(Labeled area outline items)
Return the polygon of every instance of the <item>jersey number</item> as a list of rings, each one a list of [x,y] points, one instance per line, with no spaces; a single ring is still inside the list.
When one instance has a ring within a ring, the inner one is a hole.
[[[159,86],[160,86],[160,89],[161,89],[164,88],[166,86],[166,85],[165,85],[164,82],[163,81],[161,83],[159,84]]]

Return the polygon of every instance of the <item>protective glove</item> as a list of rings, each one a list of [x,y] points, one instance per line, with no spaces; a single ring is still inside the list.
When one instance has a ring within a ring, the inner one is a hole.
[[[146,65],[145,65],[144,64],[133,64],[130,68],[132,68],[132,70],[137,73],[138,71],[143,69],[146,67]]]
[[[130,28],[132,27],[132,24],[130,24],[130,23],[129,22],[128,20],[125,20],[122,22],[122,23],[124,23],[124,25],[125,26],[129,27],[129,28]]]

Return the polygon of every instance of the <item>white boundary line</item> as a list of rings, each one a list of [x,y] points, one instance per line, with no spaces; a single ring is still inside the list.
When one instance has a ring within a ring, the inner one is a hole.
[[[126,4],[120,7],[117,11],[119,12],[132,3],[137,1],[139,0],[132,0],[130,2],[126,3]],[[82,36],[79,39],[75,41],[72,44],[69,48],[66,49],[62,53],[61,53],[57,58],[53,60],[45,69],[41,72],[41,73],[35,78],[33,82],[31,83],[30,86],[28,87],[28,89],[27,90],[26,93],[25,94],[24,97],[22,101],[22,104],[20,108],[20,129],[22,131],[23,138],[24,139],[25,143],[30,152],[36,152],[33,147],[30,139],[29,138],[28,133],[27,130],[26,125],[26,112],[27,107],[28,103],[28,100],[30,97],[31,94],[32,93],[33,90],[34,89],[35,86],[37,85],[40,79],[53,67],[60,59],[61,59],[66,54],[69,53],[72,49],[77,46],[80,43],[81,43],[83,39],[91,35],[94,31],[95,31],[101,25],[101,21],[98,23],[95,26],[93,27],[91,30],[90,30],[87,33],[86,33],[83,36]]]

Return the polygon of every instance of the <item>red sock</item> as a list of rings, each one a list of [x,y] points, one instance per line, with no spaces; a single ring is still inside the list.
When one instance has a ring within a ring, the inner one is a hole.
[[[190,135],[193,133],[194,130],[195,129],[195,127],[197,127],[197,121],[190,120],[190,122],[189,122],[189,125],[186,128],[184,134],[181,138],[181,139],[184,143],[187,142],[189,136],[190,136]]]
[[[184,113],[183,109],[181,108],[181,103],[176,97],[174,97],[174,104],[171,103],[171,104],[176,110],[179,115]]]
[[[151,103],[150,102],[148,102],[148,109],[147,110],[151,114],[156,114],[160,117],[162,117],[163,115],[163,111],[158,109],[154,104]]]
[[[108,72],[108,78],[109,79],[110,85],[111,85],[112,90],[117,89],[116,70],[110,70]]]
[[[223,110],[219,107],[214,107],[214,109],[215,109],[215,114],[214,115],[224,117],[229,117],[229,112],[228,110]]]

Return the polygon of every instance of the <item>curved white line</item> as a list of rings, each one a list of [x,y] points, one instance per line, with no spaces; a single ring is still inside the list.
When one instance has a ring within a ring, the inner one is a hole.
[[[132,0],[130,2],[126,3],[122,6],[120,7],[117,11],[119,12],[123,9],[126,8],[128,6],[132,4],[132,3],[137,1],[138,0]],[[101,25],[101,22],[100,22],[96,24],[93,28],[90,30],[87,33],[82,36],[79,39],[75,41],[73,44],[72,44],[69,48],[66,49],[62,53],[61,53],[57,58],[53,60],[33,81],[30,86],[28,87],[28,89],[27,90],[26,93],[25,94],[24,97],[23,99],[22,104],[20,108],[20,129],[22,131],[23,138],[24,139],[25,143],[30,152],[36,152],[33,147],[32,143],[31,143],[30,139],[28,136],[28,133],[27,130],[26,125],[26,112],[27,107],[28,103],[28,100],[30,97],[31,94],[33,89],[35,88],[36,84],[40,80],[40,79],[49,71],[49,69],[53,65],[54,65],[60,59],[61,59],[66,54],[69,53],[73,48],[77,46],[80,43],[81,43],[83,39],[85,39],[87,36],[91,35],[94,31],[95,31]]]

## GOAL OF THE EXERCISE
Copy the items above word for word.

## SOLUTION FOR THIS EXERCISE
Return the polygon of every instance of the <item>jersey number</item> as a list of rings, each one a list of [x,y] points, one instance per line, with no spaces; a single ring is still inside the list.
When one instance has a ring within a ring, the inner one is a hole.
[[[159,86],[160,86],[160,89],[161,89],[164,88],[166,86],[166,85],[165,85],[164,82],[163,81],[161,83],[159,84]]]

Return the polygon of every instance of the <item>protective glove</item> as a list of rings, each one a list of [x,y] points, one instance per line, with no spaces; a single ring is still inside the list.
When one instance has a ring within a ring, the inner one is a hole.
[[[146,65],[145,65],[144,64],[133,64],[130,68],[132,68],[132,70],[137,73],[138,71],[143,69],[146,67]]]
[[[130,28],[132,27],[132,24],[130,24],[130,23],[129,22],[128,20],[125,20],[122,22],[122,23],[124,23],[124,25],[125,26],[129,27],[129,28]]]

Return the polygon of every instance of the <item>white boundary line</item> as a list of rings, each one a list of [x,y] points, one instance per line, with no spaces; a single ring is still inside the list.
When one instance has a ring within a ring, the inner one is a hole.
[[[126,4],[120,7],[117,11],[119,12],[132,3],[137,1],[139,0],[132,0],[130,2],[126,3]],[[82,36],[79,39],[75,41],[72,44],[69,48],[66,49],[62,53],[61,53],[57,58],[53,60],[45,69],[41,72],[41,73],[35,78],[33,82],[31,83],[30,86],[28,87],[28,89],[27,90],[26,93],[25,94],[24,97],[22,101],[22,104],[20,108],[20,129],[22,131],[23,138],[24,139],[25,143],[30,152],[36,152],[33,147],[30,139],[29,138],[28,133],[27,130],[26,125],[26,112],[27,107],[28,103],[28,100],[30,97],[31,94],[32,93],[33,90],[34,89],[35,86],[37,85],[40,79],[53,67],[60,59],[61,59],[66,54],[69,53],[72,49],[77,46],[80,43],[81,43],[83,39],[91,35],[94,31],[95,31],[101,25],[101,21],[98,23],[95,26],[93,27],[91,30],[90,30],[87,33],[86,33],[83,36]]]

Return the polygon of every instance of the <item>red sock</item> as a list of rings, each one a list of [x,y] points, one instance per line, with no spaces; a single ring is still inside the list.
When one instance has a ring within a ring, the inner one is a hole.
[[[190,135],[193,133],[194,130],[195,129],[195,127],[197,127],[197,121],[190,120],[190,122],[189,122],[189,125],[186,128],[184,134],[181,138],[181,139],[184,143],[187,142],[189,136],[190,136]]]
[[[184,113],[183,109],[181,108],[181,103],[176,97],[174,97],[174,104],[171,103],[171,104],[176,110],[179,115]]]
[[[151,103],[150,102],[148,102],[148,109],[147,110],[151,114],[156,114],[160,117],[162,117],[163,115],[163,111],[158,109],[154,104]]]
[[[108,72],[108,78],[109,79],[110,85],[111,85],[112,90],[117,89],[116,70],[110,70]]]
[[[223,110],[219,107],[214,107],[214,109],[215,109],[215,114],[214,115],[224,117],[229,117],[229,112],[228,110]]]

Return the polygon of every instance of the <item>curved white line</item> as a list of rings, each one a list of [x,y] points, one instance per line, with no spaces; a single ring is still inside the list.
When one instance has a ring within a ring, the inner one is a hole.
[[[132,0],[130,2],[126,3],[122,6],[120,7],[117,11],[119,12],[123,9],[126,8],[128,6],[132,4],[132,3],[137,1],[138,0]],[[101,25],[101,22],[100,22],[96,24],[93,28],[90,30],[87,33],[82,36],[79,39],[75,41],[73,44],[72,44],[69,48],[66,49],[62,53],[61,53],[57,58],[53,60],[33,81],[30,86],[28,87],[28,89],[27,90],[26,93],[25,94],[24,97],[23,99],[22,104],[20,108],[20,129],[22,131],[23,138],[24,139],[25,143],[30,152],[36,152],[33,147],[32,143],[31,143],[30,139],[28,136],[28,133],[27,130],[26,125],[26,112],[27,107],[28,103],[28,100],[30,97],[31,94],[33,89],[35,88],[36,84],[40,80],[40,79],[49,71],[49,69],[53,65],[54,65],[60,59],[61,59],[66,54],[69,53],[73,48],[77,46],[80,43],[81,43],[83,39],[85,39],[87,36],[91,35],[94,31],[95,31]]]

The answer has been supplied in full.